_GOAL:_
Without including the pictures, copy out every line below.

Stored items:
-- start --
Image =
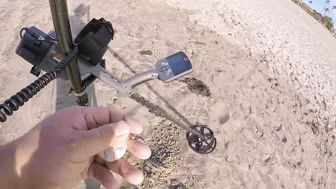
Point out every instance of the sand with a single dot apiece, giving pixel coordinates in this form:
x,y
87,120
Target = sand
x,y
267,64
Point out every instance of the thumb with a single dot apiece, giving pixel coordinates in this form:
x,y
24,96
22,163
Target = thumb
x,y
96,140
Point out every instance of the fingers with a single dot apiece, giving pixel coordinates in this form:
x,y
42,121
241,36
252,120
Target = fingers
x,y
138,149
91,142
135,127
104,175
126,170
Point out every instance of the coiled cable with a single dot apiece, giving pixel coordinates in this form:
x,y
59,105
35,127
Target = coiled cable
x,y
13,103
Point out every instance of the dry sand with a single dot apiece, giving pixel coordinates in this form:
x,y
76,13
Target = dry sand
x,y
268,65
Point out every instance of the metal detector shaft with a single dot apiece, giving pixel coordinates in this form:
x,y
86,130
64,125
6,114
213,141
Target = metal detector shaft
x,y
125,88
59,12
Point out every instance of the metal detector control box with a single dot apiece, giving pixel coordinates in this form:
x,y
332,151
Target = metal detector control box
x,y
173,67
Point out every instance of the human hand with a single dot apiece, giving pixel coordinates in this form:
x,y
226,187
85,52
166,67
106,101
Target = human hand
x,y
61,150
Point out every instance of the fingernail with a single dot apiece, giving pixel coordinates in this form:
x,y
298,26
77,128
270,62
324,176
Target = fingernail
x,y
119,152
121,129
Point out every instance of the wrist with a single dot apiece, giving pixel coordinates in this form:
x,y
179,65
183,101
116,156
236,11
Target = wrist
x,y
8,174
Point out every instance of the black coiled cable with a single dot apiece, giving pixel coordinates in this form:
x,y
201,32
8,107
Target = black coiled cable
x,y
13,103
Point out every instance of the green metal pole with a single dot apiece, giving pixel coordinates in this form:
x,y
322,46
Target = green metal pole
x,y
59,12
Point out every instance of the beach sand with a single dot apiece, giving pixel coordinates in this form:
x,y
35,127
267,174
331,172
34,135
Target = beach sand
x,y
267,69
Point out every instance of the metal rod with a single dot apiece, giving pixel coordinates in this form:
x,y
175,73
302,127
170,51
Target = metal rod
x,y
59,12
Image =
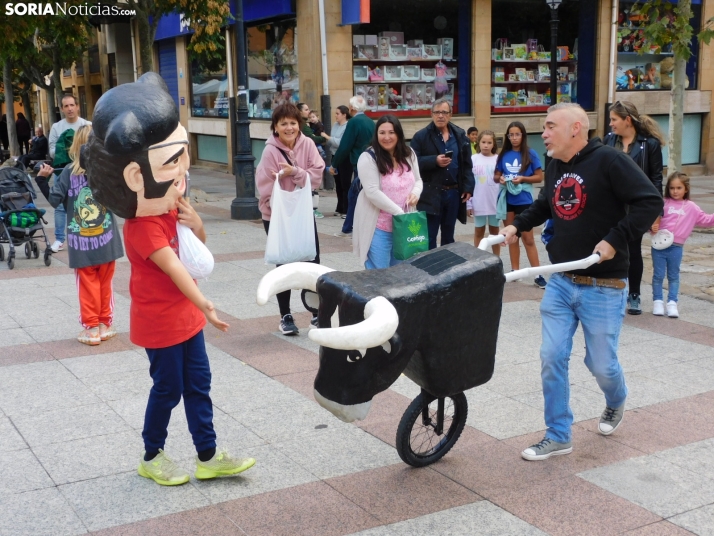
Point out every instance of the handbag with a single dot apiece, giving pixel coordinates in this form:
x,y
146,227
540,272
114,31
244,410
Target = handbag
x,y
193,253
662,239
291,236
410,234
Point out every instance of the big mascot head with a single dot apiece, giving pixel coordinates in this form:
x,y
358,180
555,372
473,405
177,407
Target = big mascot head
x,y
137,154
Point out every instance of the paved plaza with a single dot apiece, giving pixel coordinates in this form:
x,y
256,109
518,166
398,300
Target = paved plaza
x,y
71,416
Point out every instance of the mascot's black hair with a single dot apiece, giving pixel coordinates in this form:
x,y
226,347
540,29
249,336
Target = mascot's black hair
x,y
127,120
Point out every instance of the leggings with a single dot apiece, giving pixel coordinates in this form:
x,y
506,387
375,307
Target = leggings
x,y
636,265
284,297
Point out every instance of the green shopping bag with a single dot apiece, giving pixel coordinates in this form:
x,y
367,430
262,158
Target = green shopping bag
x,y
410,235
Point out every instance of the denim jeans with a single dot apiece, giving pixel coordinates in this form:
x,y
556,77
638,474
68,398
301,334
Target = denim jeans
x,y
668,259
600,310
60,223
180,370
450,200
352,195
380,251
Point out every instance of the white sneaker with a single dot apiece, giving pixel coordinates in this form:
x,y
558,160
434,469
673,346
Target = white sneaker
x,y
672,311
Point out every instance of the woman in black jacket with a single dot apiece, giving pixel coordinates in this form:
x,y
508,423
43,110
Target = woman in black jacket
x,y
640,137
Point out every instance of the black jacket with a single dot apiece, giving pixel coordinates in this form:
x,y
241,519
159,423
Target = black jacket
x,y
588,200
647,154
425,144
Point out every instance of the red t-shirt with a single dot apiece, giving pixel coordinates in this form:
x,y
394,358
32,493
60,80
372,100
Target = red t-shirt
x,y
160,314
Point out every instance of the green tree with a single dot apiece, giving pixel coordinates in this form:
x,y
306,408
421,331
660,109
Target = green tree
x,y
666,24
206,19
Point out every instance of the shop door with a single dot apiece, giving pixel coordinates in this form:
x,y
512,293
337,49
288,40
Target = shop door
x,y
167,66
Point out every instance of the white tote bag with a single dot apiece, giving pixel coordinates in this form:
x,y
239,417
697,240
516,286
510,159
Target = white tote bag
x,y
291,237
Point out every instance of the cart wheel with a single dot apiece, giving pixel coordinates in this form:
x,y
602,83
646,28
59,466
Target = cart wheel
x,y
421,438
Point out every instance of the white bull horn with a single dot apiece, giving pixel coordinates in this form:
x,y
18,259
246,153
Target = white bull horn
x,y
379,325
296,275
-- end --
_RESULT FOR THIS TASK:_
Image =
Point out every instance of the sand with a single dot apiece, giving pixel coordinates in this form:
x,y
87,120
Target = sand
x,y
267,64
Point out every instance of the thumb with a single dot apiece, giving pixel coordinates in this form:
x,y
24,96
22,163
Target = thumb
x,y
96,140
Point out every instance of the fingers with a single dot apiece, giving pixel coordinates in this form:
x,y
42,121
241,36
252,120
Target = fingers
x,y
138,149
91,142
135,127
104,175
126,170
Point out every instance of the coiled cable with a single dot apiece, giving pixel coordinates in this form:
x,y
59,105
35,127
Target = coiled cable
x,y
13,103
Point out every instance of the dry sand with a single dot apiece, giving pixel coordinates in this form:
x,y
76,13
Target = dry sand
x,y
268,65
Point out every instance of the metal detector shaft with a single dot apiece, giving pixel coordinates in this form:
x,y
86,130
64,125
6,114
213,141
Target = metal detector shaft
x,y
125,88
59,12
Point out every instance of the metal detector control box with a single dot apiece, giving pixel coordinates in this form:
x,y
332,151
Target = metal detector control box
x,y
173,67
Point out every instance of the human hand with a single dot apiece, giving pixel coordinates in this form:
x,y
226,187
85,52
166,67
106,101
Target = human hand
x,y
61,150
Point out every instance of the fingernail with a single dot apiece, giving pixel coordinates in this form:
x,y
298,26
77,128
270,62
324,176
Target = fingernail
x,y
119,152
121,129
Point out every instance of the wrist with a single dot apiece, giving pixel coordinates in this form:
x,y
179,65
183,101
116,156
236,11
Target = wrist
x,y
8,174
Point out every instance of the black coiled cable with a single dot apiece, giving pixel coordinates in this form:
x,y
201,32
8,107
Target = black coiled cable
x,y
13,103
Point out every instance of the green metal pole with a single dot apiece, giving pixel coordinates in this form:
x,y
322,46
Target = green metal pole
x,y
59,12
Point out every instance of the beach sand with a single dot apiece, giving pixel coordinates in this form:
x,y
35,127
267,174
331,172
34,135
Target = beach sand
x,y
267,69
Point out every instance of the metal rod with a single dot apiece, giving pixel coordinates in this form:
x,y
175,73
302,127
170,51
Target = metal rod
x,y
59,12
Image =
Point out every instance of the handbag with a single dot apiece, giving pixel coordinates in this form:
x,y
146,227
540,272
114,31
244,410
Target = handbag
x,y
193,253
662,239
291,236
410,234
Point out every instance of the big mascot head with a single dot apiece, giving pixel coordinates in this form:
x,y
358,180
555,372
473,405
177,407
Target = big mascot head
x,y
137,154
Point out every instance of the paved plaza with a single dot apiece, giving pixel coordinates in this form:
x,y
256,109
518,166
398,300
Target = paved plaza
x,y
71,416
Point out every instance of the mascot's black hair with a single dot apiece, giving pixel coordinates in this form:
x,y
226,347
540,29
249,336
Target = mascot's black hair
x,y
127,120
Point out every instance of the leggings with a single dot apiece, giving pixel coordinates in this form:
x,y
506,387
375,307
Target = leggings
x,y
636,265
284,297
Point out every instance of the green shopping bag with a single dot apiece, giving pixel coordinates in this form:
x,y
367,430
262,158
Target = green shopping bag
x,y
410,235
Point out every instance of the denim jeans with a single dot apiece, giving pixel coordinates in this form:
x,y
556,77
638,474
68,398
301,334
Target = denim jeans
x,y
668,259
600,310
60,223
180,370
450,200
352,195
380,251
Point out every instance of the white sneaker with a single dot apiece, giving pixel coordinates in this form:
x,y
558,160
434,469
673,346
Target = white sneaker
x,y
672,311
Point out every instance of the woman in black jacket with a single dot apiece, giving pixel coordinates in this form:
x,y
508,423
43,110
Target = woman in black jacket
x,y
640,137
Point out every instance of the black jacket with a single dot apiece, giving pixel coordinates in this form:
x,y
241,519
159,423
Target = black jacket
x,y
588,200
647,154
425,144
Point out every instance of the red t-shirt with a single dot apiece, giving pixel coordinates in this form:
x,y
394,358
32,493
60,80
372,100
Target = red t-shirt
x,y
160,314
Point out every instance of the green tree with a single dot apiece, giving pixel coordinates in this form:
x,y
306,408
421,331
660,109
Target = green tree
x,y
666,24
206,19
Point out every instance of the shop door with a single dot apiece, giving pixel coordinates in this form:
x,y
512,293
337,49
288,40
Target = shop door
x,y
167,66
Point out every instance of the white tote bag with a single dot apiece, giving pixel coordinates in this form:
x,y
239,417
697,240
516,286
510,159
Target = white tote bag
x,y
291,237
Point out every instance of the cart wheel with a single dot apiece, giving pixel coordinates in this form:
x,y
602,83
646,28
59,466
Target = cart wheel
x,y
421,438
Point out every instance of the white bull horn with a single dot apiece, giving pixel coordinates in this form:
x,y
18,259
246,153
Target = white bull horn
x,y
379,325
296,275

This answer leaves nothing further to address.